REQUIREMENTS — Reproduce the listing below line by line, leaving every character unchanged.
==================================================
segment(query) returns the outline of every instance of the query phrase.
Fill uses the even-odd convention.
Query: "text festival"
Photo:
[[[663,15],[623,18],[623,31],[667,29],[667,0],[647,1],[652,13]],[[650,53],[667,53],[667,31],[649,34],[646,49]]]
==================================================
OUTPUT FOR THIS TASK —
segment(query) returns the outline of every instance of the query phrase.
Fill uses the even-odd convention.
Query: "text festival"
Photo:
[[[663,15],[623,18],[623,31],[667,29],[667,0],[647,1],[652,13]],[[650,53],[667,53],[667,31],[649,34],[646,49]]]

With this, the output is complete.